_Document section_:
>> begin
# BERT Ambiguity Report

## A01: Position Embedding Implementation
- Type: underspecified_architecture
- Section: 3 BERT, Input/Output Representations
- Ambiguous point: The paper states that position embeddings are learned, not the fixed sinusoidal embeddings from the original Transformer paper. However, it does not specify how they are learned, their maximum length, or how the model would handle sequences longer than the 512 tokens seen during pre-training.
- Implementation consequence: If an implementer assumes a fixed maximum length (e.g., 512) for the learned position embeddings, the model will fail on longer sequences at inference time. If the embeddings are not initialized or trained correctly, it could degrade model performance, as positional information is critical for the self-attention mechanism.
- Agent resolution: Assume the position embeddings are a learned lookup table of size (max_sequence_length, hidden_size), e.g., (512, 768). They are trained from scratch along with the rest of the model. For sequences longer than 512, a common strategy is to truncate the input, though this is not specified in the paper.
- Confidence: 0.5

## A02: Tokenizer Vocabulary Generation
- Type: missing_training_detail
- Section: 3 BERT, Input/Output Representations
- Ambiguous point: The paper specifies a 30,000 token WordPiece vocabulary but does not detail its creation process. It's unclear what corpus was used to train the tokenizer, whether it was cased or uncased for pre-training, or what other configuration settings were used.
- Implementation consequence: Using a different vocabulary or tokenizer settings would create a complete mismatch with the released pre-trained weights, making it impossible to replicate the paper's results. The model's performance is highly sensitive to the tokenization scheme.
- Agent resolution: The official BERT implementation released by Google uses a specific vocabulary file (`vocab.txt`). It is standard practice to use this provided file. The base model is uncased, and a separate cased model was also released. The pre-training described for the main results likely used the uncased vocabulary.
- Confidence: 0.5

## A03: NSP Random Sentence Sampling Strategy
- Type: missing_training_detail
- Section: 3.1 Pre-training BERT, Task #2: Next Sentence Prediction (NSP)
- Ambiguous point: For the Next Sentence Prediction task, the paper states that 50% of the time, sentence B is a 'random sentence from the corpus'. It does not specify the sampling strategy: is the random sentence from the same document, a different document, or the entire corpus? Are there constraints on its length?
- Implementation consequence: The difficulty of the NSP task depends heavily on this sampling strategy. If random sentences are always from different documents, the model might learn to solve the task using simple topic differences, rather than learning about coherence and logical flow. This could make the pre-training less effective for downstream NLI tasks.
- Agent resolution: The official implementation samples random sentences from the entire corpus, not just the same document. A sentence is chosen at random, and there are no explicit constraints other than it not being the true next sentence.
- Confidence: 0.5

## A04: SQuAD v2.0 No-Answer Threshold (τ)
- Type: missing_hyperparameter
- Section: 4.3 SQuAD v2.0
- Ambiguous point: For SQuAD v2.0, the model predicts a no-answer response if the score of the best non-null span is not greater than the no-answer span score by a threshold τ. The paper states τ is 'selected on the dev set to maximize F1' but does not provide the value of τ or the search procedure.
>> end
Image box annotation records:
>> begin
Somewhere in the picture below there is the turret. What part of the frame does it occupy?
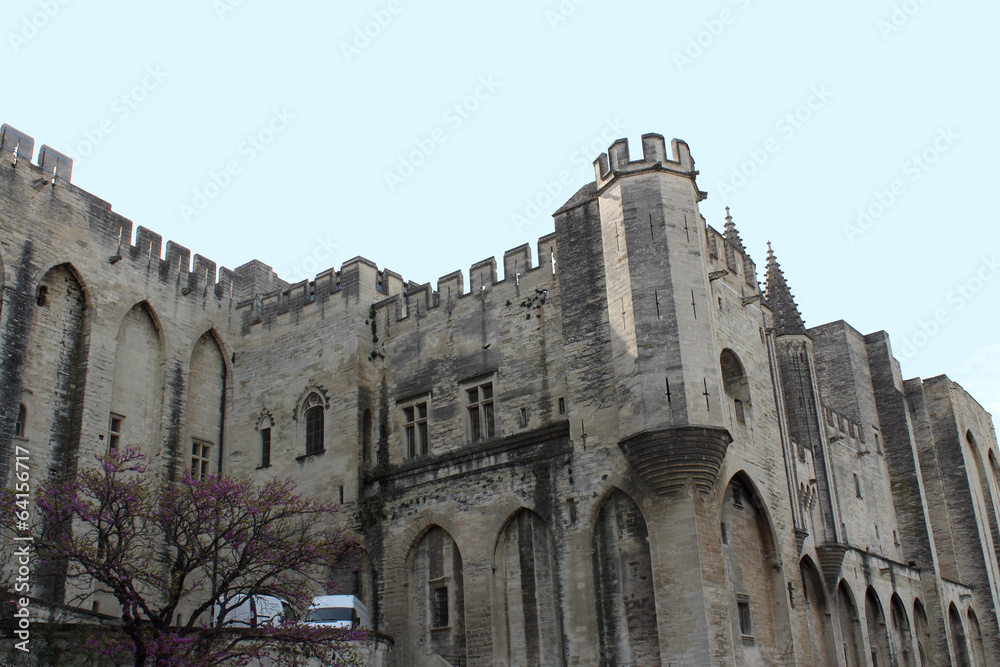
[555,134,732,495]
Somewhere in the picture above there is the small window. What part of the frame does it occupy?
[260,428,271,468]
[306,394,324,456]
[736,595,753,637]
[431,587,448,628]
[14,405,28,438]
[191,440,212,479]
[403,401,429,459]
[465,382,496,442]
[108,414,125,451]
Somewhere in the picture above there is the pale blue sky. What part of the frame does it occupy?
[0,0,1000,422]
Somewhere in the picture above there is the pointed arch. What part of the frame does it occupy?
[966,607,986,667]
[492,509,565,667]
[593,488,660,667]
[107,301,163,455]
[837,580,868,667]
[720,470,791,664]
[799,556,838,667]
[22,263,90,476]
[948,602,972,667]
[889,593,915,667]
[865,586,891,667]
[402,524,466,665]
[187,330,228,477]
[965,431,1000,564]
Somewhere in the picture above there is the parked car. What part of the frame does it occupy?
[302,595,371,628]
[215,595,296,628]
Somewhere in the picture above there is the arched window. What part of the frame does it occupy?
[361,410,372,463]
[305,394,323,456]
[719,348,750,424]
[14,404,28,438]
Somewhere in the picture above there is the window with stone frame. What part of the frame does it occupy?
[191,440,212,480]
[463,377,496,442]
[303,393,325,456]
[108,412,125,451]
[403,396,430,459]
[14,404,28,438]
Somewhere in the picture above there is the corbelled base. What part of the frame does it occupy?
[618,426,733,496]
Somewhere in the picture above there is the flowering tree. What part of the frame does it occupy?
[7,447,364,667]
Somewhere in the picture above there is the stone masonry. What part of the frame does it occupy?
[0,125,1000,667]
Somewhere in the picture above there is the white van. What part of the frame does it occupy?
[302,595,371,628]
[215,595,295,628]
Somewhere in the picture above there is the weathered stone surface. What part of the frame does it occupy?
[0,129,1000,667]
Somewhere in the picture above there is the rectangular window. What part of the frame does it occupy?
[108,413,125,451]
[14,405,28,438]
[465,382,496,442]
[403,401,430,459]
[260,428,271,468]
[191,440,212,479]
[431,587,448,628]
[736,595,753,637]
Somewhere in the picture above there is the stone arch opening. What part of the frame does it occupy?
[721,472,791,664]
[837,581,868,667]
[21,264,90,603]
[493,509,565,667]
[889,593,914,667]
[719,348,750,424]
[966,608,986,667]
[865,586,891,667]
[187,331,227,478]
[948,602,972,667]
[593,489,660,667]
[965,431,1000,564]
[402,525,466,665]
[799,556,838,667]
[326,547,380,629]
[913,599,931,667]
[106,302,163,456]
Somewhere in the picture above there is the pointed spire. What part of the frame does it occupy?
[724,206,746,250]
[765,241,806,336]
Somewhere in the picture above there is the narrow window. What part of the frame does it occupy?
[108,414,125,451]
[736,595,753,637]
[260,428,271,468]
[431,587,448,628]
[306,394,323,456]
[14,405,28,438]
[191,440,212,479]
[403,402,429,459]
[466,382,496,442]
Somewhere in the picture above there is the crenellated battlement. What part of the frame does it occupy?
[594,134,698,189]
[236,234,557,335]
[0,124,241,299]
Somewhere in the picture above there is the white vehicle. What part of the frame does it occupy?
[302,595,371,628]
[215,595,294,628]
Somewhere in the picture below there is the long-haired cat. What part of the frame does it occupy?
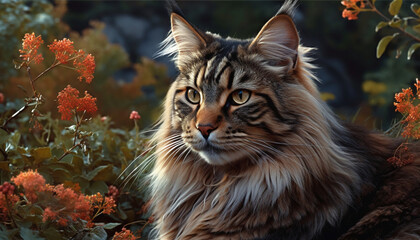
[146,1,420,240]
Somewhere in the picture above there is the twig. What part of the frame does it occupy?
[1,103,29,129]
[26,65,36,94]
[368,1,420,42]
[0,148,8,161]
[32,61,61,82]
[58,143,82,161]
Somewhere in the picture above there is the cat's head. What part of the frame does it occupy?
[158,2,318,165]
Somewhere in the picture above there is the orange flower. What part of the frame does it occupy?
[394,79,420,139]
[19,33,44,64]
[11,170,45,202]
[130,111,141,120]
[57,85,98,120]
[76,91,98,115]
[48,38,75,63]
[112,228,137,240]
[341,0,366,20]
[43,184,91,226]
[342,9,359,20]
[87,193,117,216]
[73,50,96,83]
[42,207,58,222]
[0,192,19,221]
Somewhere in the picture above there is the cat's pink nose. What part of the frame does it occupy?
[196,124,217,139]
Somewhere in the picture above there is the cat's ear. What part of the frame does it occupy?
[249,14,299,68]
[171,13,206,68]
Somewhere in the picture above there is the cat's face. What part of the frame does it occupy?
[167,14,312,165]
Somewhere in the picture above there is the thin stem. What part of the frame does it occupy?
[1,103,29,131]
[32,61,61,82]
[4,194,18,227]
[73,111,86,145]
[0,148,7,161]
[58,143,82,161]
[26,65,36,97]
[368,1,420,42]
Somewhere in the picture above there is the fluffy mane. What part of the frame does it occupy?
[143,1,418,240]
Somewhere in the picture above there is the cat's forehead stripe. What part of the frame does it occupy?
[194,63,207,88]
>> end
_The tasks_:
1. Do these statements agree with the BERT ambiguity report? Answer yes or no for each, quoting the deciding words. (a) The paper gives the size of the WordPiece vocabulary. (b) The paper reports the value of the no-answer threshold τ. (c) The confidence given for A03 is 0.9.
2. How many lines of the records contain the word "white"? Reply with the number only.

_Results in order_:
1.
(a) Yes: "The paper specifies a 30,000 token WordPiece vocabulary"
(b) No: "does not provide the value of τ or the search procedure"
(c) No: "Confidence: 0.5"

2. 2